What the task asks
Line count for the string "jacket": give the number of lines in the data below that contain it, and nothing more.

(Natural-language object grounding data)
/---
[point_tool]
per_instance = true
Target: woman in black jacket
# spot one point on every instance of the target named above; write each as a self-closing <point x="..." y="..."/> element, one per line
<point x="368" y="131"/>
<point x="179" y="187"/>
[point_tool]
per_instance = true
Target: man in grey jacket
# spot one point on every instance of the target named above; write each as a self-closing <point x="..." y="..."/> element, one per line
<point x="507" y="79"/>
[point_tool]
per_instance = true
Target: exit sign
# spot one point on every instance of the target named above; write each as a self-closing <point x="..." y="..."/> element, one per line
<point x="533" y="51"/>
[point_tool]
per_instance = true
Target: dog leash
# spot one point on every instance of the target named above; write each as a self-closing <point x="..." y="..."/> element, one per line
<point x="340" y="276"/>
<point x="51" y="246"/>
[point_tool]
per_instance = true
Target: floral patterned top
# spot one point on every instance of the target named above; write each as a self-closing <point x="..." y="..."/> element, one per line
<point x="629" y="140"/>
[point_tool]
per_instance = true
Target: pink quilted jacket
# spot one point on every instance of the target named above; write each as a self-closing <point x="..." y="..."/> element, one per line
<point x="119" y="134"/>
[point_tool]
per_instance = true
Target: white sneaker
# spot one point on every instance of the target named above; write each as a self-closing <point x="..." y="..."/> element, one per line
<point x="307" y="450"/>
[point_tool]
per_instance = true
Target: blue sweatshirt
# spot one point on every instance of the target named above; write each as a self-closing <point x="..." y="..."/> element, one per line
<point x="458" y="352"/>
\---
Reply
3